**LESETEXT:**
━━━━

Die Reha-Klinik der Awo gibt es dort seit 26 Jahren. In all diesen Jahren habe das Haus fast durchgehend Defizite von einer halben bis zu einer Dreiviertelmillion Euro pro Jahr gemacht, berichtet der Awo-Co-Landesvorsitzende Stefan Wolfshörndl. Die Awo, die als freigemeinnütziger Verband keine Gewinnabsichten hat, konnte das durch andere Geschäftsbereiche ausgleichen. Das aber werde derzeit immer schwieriger, sagt Wolfshörndl. "Wir brauchen für einen Fortbestand eine schwarze Null im Betrieb."

Fast die Hälfte der Kliniken denke über eine Schließung nach

Ähnlich geht es vielen Häusern in Bayern. Jahrelange Unterfinanzierung bringe die Kliniken an den Rand der Existenzfähigkeit, warnten Experten Anfang der Woche bei einer Versammlung der bayerischen Fachspezialisten für Altersmedizin in der Klinik Wartenberg. Fast die Hälfte der Kliniken denke über eine Schließung nach, hieß es dort. Einige hätten bereits stillschweigend geschlossen, da die Träger negative Presse befürchten. Andernorts habe man Betten reduziert. Bereits jetzt würden Patienten dadurch drastisch schlechter versorgt, warnte der Vorsitzende der Ärztlichen Arbeitsgemeinschaft zur Förderung der Geriatrie in Bayern, Jens Trögner. Denn es komme zu langen Wartezeiten und damit zu Engpässen bei der Entlassung aus dem Krankenhaus.

━━━━

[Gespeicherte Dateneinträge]
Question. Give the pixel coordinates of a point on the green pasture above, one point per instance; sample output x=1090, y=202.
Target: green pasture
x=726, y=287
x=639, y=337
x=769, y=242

━━━━

**ZU ERLEDIGENDE AUFGABEN:**
(1) Fasse den Absatz im Lesetext, der mit „Ähnlich geht es vielen Häusern in Bayern“ beginnt, als kurze Stichpunktliste mit seinen wichtigsten Fakten zusammen.
(2) Führe den Lesetext über die finanzielle Lage der Reha-Kliniken in Bayern nach seinem letzten Satz fort.

**ANTWORTEN IN REIHENFOLGE:**
(1)
- Vielen Kliniken in Bayern geht es ähnlich: Jahrelange Unterfinanzierung bringt sie an den Rand der Existenzfähigkeit. Davor warnten Experten bei einer Versammlung der bayerischen Fachspezialisten für Altersmedizin in der Klinik Wartenberg.
- Fast die Hälfte der Kliniken denkt über eine Schließung nach.
- Einige haben bereits stillschweigend geschlossen, weil die Träger negative Presse befürchten.
- Andernorts wurden Betten reduziert.
- Laut Jens Trögner, Vorsitzender der Ärztlichen Arbeitsgemeinschaft zur Förderung der Geriatrie in Bayern, werden Patienten dadurch schon jetzt drastisch schlechter versorgt.
- Die Folgen sind lange Wartezeiten und Engpässe bei der Entlassung aus dem Krankenhaus.

(2)
Ist nicht gleich ein Platz in der Reha frei, müssen die Patienten oft zunächst zur Kurzzeitpflege in einem Heim untergebracht werden. Dabei ist es für den Erfolg der Therapie etwa nach einem Oberschenkelhalsbruch entscheidend, dass alte Menschen schnell wieder versuchen erste Schritte zu gehen. Liegen sie stattdessen im Bett, bilden sich rasch die Muskeln zurück. Manche Patienten kommen dann nicht mehr auf die Beine.

Reha ist also sinnvoll, daran gibt es aus medizinischer Sicht keine Zweifel. Auch politisch ist sie gewollt. Denn wenn Menschen länger selbstständig bleiben, beanspruchen sie nicht die teuren und zunehmend knappen Plätze in den Pflegeheimen. In Würzburg war deshalb auch schon der ehemalige Gesundheitsminister Klaus Holetschek zu Besuch. Sein Ministerium sagte den Reha-Klinken Finanzhilfen aus dem Härtefallfonds in Höhe von 1000 Euro pro Bett zu. Eine gute Geste, viel zu wenig aber, um die Defizite auszugleichen, heißt es in der Petition.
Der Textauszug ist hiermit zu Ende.